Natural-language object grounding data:

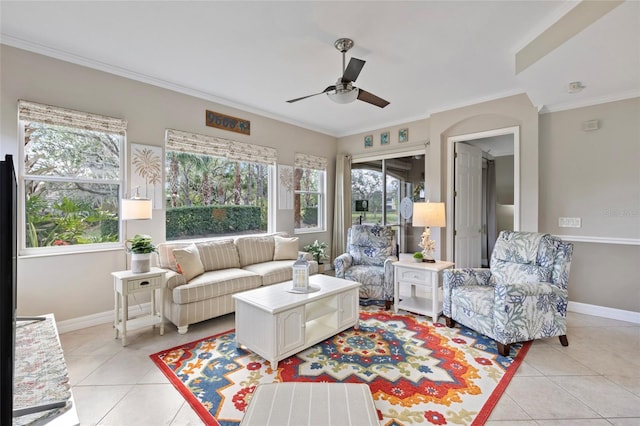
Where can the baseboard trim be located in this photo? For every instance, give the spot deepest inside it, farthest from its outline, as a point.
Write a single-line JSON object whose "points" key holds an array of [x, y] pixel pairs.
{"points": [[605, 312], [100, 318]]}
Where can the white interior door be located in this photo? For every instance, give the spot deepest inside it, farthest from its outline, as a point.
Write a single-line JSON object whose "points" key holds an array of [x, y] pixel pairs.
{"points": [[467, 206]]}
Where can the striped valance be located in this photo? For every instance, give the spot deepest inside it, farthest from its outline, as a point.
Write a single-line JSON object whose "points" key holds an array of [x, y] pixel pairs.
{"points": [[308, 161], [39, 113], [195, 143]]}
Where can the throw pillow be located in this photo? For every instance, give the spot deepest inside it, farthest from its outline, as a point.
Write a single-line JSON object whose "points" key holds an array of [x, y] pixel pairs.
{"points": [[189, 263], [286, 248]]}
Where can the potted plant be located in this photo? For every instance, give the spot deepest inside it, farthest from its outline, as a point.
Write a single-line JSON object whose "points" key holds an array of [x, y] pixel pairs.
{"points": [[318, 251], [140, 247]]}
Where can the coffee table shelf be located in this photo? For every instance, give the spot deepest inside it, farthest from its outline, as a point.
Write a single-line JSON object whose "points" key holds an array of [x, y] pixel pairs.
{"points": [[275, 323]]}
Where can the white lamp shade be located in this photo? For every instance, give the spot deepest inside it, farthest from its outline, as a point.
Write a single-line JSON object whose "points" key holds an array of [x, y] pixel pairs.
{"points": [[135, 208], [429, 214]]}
---
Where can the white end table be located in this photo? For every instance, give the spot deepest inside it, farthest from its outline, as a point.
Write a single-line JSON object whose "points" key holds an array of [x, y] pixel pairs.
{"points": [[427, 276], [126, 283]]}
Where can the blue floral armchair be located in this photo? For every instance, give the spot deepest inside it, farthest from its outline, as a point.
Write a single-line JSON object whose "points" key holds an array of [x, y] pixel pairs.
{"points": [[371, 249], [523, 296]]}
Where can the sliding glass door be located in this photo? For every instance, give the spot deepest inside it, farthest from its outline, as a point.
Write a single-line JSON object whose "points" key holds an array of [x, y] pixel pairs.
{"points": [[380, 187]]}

- What you will do -
Copy each line of the records containing the string "door".

- Completed exercise -
Where can the white interior door be located in this photo? For every instance, give the spot deepest inside it, farthest from its outline, as a point.
Where can the sliding glass door be located in this photo? For every instance, give the spot deepest inside it, farthest from its outline, as a point.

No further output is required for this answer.